Recorded data:
○ ○ ○
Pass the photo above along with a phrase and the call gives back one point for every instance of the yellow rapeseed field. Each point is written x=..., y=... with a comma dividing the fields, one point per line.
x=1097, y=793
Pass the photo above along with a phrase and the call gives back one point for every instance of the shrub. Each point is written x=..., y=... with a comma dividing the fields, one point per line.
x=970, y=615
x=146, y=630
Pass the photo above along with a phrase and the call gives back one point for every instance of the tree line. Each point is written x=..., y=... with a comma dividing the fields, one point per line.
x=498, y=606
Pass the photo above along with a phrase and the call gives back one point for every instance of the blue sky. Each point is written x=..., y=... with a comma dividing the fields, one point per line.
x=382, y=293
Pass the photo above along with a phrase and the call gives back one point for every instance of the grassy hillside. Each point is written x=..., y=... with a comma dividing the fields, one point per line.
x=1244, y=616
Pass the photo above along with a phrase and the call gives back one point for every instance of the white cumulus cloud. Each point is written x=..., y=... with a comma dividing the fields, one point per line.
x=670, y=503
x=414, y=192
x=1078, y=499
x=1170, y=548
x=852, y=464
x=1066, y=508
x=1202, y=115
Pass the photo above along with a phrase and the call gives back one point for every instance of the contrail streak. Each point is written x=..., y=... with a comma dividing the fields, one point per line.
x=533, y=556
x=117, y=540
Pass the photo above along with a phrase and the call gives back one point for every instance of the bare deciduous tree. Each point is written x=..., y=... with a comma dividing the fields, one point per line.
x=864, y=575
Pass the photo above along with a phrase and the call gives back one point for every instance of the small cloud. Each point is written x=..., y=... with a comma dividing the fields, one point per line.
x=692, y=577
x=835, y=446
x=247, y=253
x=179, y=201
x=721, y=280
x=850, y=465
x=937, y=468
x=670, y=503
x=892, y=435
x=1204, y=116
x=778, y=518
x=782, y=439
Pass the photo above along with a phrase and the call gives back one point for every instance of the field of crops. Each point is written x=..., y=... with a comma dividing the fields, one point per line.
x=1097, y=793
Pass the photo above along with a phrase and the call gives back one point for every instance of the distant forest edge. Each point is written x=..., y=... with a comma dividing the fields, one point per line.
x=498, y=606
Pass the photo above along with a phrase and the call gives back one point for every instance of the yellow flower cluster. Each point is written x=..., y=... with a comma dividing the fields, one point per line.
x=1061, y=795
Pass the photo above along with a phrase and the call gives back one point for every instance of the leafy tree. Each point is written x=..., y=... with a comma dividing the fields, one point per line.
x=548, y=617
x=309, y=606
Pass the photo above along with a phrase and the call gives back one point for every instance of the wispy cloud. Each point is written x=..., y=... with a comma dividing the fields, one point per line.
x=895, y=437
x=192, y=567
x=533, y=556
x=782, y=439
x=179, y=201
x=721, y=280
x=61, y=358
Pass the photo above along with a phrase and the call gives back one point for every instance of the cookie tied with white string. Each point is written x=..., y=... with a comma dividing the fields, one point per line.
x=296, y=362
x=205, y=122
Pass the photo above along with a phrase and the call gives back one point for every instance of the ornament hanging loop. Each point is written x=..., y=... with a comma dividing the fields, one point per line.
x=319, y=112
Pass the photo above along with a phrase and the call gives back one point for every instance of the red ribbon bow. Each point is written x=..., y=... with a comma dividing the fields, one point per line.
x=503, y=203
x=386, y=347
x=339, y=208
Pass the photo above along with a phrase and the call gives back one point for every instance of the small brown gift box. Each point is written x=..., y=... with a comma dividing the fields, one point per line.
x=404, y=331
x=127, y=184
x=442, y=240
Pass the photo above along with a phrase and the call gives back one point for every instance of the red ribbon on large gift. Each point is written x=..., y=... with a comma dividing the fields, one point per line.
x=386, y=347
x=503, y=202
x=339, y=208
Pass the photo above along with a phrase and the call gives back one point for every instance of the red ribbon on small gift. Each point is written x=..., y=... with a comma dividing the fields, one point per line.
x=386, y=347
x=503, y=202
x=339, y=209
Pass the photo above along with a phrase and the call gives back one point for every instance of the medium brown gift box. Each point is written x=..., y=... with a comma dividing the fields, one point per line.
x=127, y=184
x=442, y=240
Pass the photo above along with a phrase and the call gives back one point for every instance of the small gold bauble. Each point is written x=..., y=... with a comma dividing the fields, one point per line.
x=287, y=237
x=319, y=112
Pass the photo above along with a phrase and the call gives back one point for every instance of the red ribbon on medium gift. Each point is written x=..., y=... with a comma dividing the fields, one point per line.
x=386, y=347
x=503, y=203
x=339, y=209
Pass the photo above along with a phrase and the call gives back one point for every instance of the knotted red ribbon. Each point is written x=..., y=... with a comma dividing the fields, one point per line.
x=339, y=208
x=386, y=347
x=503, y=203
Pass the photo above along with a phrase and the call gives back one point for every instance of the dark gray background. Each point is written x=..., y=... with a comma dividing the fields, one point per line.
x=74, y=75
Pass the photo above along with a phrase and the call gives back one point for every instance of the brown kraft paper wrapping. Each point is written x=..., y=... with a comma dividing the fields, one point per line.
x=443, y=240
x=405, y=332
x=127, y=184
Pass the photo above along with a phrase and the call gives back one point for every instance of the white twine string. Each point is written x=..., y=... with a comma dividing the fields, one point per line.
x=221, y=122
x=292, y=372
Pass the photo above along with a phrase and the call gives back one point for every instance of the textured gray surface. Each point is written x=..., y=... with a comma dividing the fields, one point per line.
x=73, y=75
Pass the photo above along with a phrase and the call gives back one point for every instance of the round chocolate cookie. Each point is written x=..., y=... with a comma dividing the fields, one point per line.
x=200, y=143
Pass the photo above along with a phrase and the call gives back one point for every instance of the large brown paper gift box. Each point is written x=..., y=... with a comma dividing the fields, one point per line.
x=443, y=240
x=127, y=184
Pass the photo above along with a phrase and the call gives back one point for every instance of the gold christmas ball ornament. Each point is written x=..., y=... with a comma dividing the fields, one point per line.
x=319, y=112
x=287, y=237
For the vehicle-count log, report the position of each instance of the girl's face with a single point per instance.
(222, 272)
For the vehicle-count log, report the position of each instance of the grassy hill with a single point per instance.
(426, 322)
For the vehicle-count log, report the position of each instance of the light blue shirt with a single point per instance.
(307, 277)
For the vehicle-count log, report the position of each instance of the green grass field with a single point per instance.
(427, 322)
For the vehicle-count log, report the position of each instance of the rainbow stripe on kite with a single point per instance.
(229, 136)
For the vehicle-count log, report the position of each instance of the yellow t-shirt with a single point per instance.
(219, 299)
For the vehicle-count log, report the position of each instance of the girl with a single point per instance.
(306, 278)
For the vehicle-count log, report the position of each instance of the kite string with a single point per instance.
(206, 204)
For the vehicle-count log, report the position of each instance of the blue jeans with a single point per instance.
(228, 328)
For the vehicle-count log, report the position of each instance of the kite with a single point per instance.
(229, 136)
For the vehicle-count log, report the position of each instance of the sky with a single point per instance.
○ ○ ○
# WRITTEN INSTRUCTION:
Please rescale the stretch from the line containing "jeans with a single point per instance." through the end of the material, both ends included. Repeat every line in full, multiplying each answer coordinate by 1.85 and rounding to whole numbers, with halves rounded up.

# CORRECT RESULT:
For the vehicle-count log, report the position of each instance of the blue jeans with a single point per instance.
(422, 607)
For the vehicle-count log, report the position of each instance of the kite with a single point per instance.
(424, 252)
For the vehicle-count log, report the position of each instance of the sky with a single point per instance.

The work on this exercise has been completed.